*** Opening Supplied text ***

Catering to the family: Husbands
The housewife’s main duty is in the title: to be a wife. She was supposed to provide nourishing meals for her working husband. Many recipes emphasised ‘man-sized portions’ for the head of the household. The husband’s preferences were always prioritised, as seen in a tip from 1946 suggesting wives ‘set breakfast tray and newspaper in a quiet spot for the man of the house.’ The husband’s relaxation was made possible by the wife preparing him breakfast and caring for the children elsewhere – taking the full load of domestic duties.
Maintaining a home for her husband was assumed to be more important than a woman’s professional ambitions. Women were expected—and, in professional contexts, often forced—to give up paid work outside the home after marriage, to dedicate their time to their husband and (future) children.
In reality, the percentage of Australian women in paid employment who were married was 33.8% in 1947, and grew to 38.3% by 1961. This sizable proportion of working women who were also married complicates the Weekly’s characterisation of its readers as full-time housewives. Within these figures, working class and migrant women were overrepresented, while Australian born middle class women were underrepresented. Despite the many women managing the double burden of paid and domestic work, all wives were expected to cook for their families.
Fathers were rarely depicted in domestic roles in the post-war Weekly. A 1961 ad for an electric frying pan shows a man cooking for himself, though he is clearly portrayed as a bachelor.

*** Closing Supplied text ***
*** Opening Recorded data ***

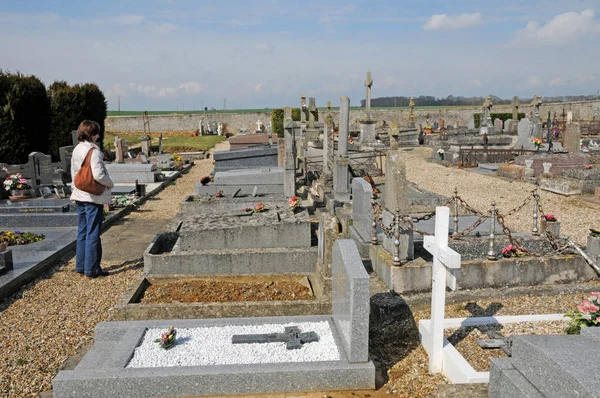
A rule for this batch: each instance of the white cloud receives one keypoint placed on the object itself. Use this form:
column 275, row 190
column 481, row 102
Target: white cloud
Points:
column 191, row 87
column 266, row 48
column 128, row 19
column 151, row 91
column 163, row 28
column 534, row 81
column 451, row 22
column 562, row 29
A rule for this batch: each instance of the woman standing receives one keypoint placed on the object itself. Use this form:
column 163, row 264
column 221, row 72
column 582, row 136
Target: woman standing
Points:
column 90, row 207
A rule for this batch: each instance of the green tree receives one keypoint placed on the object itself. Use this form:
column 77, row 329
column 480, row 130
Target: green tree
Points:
column 24, row 117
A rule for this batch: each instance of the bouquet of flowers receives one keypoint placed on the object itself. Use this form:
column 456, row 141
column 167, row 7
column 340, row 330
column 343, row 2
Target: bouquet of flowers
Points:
column 15, row 181
column 167, row 339
column 294, row 202
column 513, row 251
column 587, row 314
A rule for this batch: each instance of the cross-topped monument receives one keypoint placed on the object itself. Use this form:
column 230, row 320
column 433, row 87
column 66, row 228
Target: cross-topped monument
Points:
column 444, row 259
column 368, row 84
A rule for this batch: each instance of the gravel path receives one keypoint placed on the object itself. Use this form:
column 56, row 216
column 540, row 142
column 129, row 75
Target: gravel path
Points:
column 51, row 318
column 478, row 190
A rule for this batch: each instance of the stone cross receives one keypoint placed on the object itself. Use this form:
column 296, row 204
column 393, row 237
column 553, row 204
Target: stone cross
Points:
column 292, row 337
column 368, row 84
column 312, row 109
column 515, row 105
column 444, row 258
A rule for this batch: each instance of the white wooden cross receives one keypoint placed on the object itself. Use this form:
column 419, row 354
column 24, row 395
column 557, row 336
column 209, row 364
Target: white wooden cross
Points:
column 444, row 259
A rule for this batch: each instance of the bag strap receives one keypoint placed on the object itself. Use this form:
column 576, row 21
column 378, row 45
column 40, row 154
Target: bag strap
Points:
column 87, row 158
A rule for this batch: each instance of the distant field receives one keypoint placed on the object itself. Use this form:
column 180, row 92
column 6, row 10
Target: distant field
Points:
column 173, row 144
column 138, row 113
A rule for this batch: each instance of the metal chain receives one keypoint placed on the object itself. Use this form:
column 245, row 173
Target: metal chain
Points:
column 517, row 209
column 506, row 231
column 470, row 229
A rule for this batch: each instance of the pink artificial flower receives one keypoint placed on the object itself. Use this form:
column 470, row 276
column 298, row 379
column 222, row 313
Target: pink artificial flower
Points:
column 583, row 308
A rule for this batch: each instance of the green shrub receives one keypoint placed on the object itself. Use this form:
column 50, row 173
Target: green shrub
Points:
column 502, row 116
column 24, row 118
column 69, row 106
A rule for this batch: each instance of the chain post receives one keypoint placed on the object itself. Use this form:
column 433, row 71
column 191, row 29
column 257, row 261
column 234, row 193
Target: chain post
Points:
column 535, row 231
column 455, row 219
column 396, row 259
column 491, row 255
column 374, row 223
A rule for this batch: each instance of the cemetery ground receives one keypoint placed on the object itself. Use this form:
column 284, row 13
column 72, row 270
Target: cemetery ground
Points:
column 49, row 323
column 171, row 144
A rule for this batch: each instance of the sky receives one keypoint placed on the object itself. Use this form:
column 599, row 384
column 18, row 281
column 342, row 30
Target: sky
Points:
column 245, row 54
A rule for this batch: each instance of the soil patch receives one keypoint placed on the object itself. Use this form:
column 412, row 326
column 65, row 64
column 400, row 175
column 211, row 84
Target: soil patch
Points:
column 219, row 290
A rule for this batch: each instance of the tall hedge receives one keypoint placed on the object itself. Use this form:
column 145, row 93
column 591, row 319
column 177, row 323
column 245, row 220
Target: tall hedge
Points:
column 69, row 105
column 24, row 117
column 277, row 119
column 502, row 116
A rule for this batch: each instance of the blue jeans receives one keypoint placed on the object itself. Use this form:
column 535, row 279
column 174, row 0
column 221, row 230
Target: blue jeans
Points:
column 89, row 248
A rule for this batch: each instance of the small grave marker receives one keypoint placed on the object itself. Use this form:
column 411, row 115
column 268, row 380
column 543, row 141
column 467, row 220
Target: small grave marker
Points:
column 444, row 258
column 292, row 337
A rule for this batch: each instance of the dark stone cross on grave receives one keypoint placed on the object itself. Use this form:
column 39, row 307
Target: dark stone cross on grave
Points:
column 292, row 337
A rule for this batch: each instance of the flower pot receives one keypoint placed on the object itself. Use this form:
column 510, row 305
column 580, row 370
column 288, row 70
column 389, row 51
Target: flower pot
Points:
column 17, row 194
column 553, row 227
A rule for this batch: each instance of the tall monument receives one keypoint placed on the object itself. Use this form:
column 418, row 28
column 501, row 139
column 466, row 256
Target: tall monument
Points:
column 367, row 126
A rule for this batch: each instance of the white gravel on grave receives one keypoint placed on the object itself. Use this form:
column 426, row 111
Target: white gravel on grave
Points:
column 205, row 346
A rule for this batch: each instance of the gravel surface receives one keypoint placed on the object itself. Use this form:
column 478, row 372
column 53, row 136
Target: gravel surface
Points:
column 576, row 216
column 212, row 346
column 219, row 290
column 51, row 318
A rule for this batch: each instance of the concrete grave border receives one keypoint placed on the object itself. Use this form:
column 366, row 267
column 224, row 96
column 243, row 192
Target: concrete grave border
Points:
column 455, row 366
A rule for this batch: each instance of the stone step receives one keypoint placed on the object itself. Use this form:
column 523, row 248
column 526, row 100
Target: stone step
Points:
column 233, row 230
column 232, row 261
column 23, row 220
column 507, row 382
column 556, row 365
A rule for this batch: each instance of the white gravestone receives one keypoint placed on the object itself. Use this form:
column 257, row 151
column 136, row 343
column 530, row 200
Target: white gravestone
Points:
column 444, row 259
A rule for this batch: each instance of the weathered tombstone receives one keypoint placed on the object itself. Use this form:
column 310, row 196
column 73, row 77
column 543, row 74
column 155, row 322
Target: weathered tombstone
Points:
column 444, row 259
column 362, row 215
column 525, row 134
column 572, row 137
column 341, row 174
column 145, row 144
column 497, row 126
column 396, row 199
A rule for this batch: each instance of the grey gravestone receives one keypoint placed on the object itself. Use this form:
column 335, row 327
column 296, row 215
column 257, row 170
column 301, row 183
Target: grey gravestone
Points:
column 362, row 208
column 497, row 126
column 350, row 300
column 572, row 137
column 525, row 134
column 396, row 187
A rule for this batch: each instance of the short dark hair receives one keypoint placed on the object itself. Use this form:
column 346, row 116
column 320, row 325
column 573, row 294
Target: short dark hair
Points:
column 87, row 129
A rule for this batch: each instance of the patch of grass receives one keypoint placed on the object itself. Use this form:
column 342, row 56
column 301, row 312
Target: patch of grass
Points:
column 189, row 144
column 172, row 144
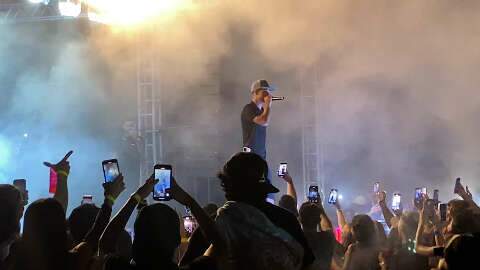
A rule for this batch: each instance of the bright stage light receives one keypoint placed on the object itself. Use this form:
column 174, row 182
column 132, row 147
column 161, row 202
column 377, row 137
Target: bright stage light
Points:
column 69, row 8
column 128, row 13
column 4, row 152
column 45, row 2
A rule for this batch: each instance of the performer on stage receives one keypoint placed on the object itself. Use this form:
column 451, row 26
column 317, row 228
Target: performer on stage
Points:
column 255, row 117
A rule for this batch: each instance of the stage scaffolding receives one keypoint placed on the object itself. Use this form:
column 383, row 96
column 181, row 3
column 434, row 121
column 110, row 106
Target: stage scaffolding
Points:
column 312, row 149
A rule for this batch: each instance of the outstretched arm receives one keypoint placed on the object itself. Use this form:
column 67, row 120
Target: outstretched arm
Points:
column 109, row 237
column 290, row 186
column 62, row 170
column 387, row 214
column 111, row 192
column 206, row 224
column 263, row 118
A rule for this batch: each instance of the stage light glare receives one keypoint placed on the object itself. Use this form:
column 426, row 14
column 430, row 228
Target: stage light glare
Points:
column 4, row 152
column 69, row 8
column 129, row 13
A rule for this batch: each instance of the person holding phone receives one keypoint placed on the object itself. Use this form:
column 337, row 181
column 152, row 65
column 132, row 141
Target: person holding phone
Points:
column 156, row 230
column 243, row 179
column 11, row 211
column 44, row 243
column 58, row 177
column 313, row 216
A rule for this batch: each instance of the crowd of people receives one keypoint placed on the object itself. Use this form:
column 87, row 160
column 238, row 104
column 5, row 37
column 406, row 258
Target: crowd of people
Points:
column 247, row 232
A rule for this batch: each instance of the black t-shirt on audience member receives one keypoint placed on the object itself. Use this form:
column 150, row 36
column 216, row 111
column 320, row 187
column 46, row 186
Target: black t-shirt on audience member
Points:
column 287, row 221
column 322, row 244
column 279, row 217
column 254, row 136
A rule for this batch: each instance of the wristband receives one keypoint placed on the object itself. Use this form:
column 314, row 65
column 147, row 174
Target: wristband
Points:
column 64, row 173
column 137, row 197
column 110, row 199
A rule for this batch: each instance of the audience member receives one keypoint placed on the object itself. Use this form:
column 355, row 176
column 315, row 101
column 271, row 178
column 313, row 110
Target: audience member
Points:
column 321, row 241
column 247, row 232
column 243, row 179
column 363, row 253
column 11, row 211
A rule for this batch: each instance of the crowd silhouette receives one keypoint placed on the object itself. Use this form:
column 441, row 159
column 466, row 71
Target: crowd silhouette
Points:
column 246, row 232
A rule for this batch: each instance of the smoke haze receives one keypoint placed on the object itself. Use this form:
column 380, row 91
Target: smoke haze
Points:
column 396, row 84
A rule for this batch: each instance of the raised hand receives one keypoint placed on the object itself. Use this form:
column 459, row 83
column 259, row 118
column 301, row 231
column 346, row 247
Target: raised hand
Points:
column 179, row 194
column 381, row 196
column 147, row 188
column 287, row 178
column 267, row 99
column 469, row 194
column 114, row 188
column 62, row 166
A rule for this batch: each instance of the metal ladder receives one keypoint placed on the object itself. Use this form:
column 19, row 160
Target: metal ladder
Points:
column 149, row 107
column 312, row 154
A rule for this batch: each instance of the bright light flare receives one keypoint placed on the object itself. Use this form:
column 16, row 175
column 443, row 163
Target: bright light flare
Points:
column 129, row 13
column 69, row 8
column 4, row 152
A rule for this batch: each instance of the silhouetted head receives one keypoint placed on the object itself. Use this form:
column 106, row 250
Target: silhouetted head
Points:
column 363, row 229
column 461, row 252
column 309, row 216
column 81, row 221
column 288, row 202
column 45, row 235
column 157, row 235
column 407, row 226
column 244, row 178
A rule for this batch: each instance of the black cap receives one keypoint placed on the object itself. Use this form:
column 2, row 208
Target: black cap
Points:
column 251, row 169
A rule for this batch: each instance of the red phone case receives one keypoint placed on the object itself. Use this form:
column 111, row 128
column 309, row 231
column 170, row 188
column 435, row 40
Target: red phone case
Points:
column 53, row 181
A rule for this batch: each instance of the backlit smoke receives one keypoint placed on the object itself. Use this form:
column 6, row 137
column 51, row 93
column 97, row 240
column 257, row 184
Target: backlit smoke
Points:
column 396, row 84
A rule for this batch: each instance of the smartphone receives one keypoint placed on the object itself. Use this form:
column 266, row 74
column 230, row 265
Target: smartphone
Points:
column 110, row 170
column 376, row 187
column 420, row 194
column 457, row 184
column 282, row 169
column 21, row 184
column 53, row 181
column 435, row 195
column 313, row 195
column 443, row 211
column 396, row 199
column 87, row 199
column 332, row 198
column 162, row 173
column 439, row 251
column 430, row 208
column 189, row 223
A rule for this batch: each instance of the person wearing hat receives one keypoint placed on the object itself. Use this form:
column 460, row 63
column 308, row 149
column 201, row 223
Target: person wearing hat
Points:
column 255, row 117
column 244, row 180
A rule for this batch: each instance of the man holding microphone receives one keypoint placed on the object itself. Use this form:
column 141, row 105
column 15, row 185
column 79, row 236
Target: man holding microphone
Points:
column 255, row 118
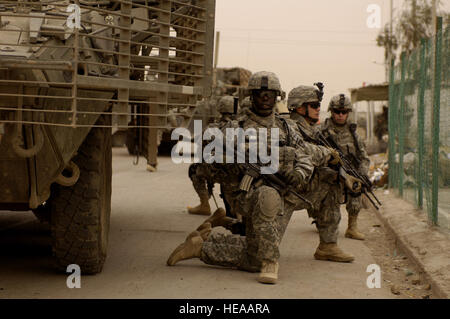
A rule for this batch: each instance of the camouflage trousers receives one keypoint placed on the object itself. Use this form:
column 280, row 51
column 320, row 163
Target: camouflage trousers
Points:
column 267, row 217
column 354, row 205
column 199, row 176
column 325, row 194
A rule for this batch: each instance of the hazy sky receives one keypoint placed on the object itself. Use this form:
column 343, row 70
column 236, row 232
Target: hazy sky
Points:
column 303, row 41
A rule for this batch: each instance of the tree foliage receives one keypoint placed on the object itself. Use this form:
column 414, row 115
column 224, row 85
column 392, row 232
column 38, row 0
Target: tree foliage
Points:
column 412, row 24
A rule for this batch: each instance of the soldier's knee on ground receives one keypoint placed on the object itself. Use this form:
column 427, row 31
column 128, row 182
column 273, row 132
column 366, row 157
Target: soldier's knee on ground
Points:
column 269, row 203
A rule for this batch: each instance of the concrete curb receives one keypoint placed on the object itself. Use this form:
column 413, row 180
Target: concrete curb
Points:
column 427, row 246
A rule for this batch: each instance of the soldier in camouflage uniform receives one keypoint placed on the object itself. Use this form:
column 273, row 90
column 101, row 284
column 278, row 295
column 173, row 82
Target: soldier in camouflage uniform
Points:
column 324, row 189
column 202, row 175
column 344, row 134
column 267, row 212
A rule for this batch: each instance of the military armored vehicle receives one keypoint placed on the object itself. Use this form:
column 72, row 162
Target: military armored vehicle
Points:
column 68, row 70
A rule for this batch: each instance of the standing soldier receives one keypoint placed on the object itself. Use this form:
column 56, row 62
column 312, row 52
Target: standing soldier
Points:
column 266, row 209
column 200, row 174
column 344, row 134
column 324, row 189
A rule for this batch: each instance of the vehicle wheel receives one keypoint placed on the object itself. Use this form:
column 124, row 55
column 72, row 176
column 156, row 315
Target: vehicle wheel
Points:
column 80, row 214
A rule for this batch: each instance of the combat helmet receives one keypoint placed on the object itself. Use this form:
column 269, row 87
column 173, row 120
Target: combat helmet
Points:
column 226, row 104
column 303, row 94
column 340, row 101
column 264, row 80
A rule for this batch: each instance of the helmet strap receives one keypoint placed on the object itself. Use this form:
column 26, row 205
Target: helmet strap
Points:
column 307, row 117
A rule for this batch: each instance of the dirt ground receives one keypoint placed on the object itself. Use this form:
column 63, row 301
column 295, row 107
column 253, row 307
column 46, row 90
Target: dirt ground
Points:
column 149, row 220
column 398, row 272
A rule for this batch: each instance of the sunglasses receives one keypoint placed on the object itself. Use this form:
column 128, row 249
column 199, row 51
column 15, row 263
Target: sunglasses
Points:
column 340, row 112
column 271, row 94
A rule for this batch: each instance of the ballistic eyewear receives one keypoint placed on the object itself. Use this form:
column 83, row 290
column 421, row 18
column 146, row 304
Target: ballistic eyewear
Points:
column 340, row 111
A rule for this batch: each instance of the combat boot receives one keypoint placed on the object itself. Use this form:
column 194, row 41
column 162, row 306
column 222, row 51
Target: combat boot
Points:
column 218, row 218
column 331, row 251
column 204, row 230
column 203, row 208
column 352, row 230
column 191, row 248
column 268, row 273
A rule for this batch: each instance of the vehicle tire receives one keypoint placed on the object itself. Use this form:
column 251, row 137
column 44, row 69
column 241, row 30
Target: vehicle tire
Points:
column 80, row 214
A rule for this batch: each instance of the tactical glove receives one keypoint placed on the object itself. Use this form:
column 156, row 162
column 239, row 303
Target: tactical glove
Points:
column 334, row 157
column 353, row 183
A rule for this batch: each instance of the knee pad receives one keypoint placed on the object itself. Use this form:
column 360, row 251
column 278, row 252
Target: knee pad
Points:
column 269, row 203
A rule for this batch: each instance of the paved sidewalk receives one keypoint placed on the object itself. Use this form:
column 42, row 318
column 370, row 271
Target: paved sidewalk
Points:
column 427, row 246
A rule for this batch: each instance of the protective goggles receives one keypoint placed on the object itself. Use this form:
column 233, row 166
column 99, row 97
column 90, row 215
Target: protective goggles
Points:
column 314, row 105
column 336, row 111
column 270, row 94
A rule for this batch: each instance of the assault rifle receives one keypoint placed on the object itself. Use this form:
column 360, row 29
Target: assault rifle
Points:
column 346, row 166
column 253, row 172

*** Closing Recorded data ***

Summarize the excerpt about catering to husbands in two sentences. Rely only on the excerpt about catering to husbands.

The post-war Weekly cast the housewife's main duty as serving her husband, prioritizing his preferences with meals and leaving him free to relax, and treated keeping his home as more important than her own professional ambitions. Yet the share of Australian women in paid employment who were married grew from 33.8% in 1947 to 38.3% by 1961, complicating the Weekly's picture of its readers as full-time housewives, though all wives were still expected to cook and fathers were rarely shown in domestic roles.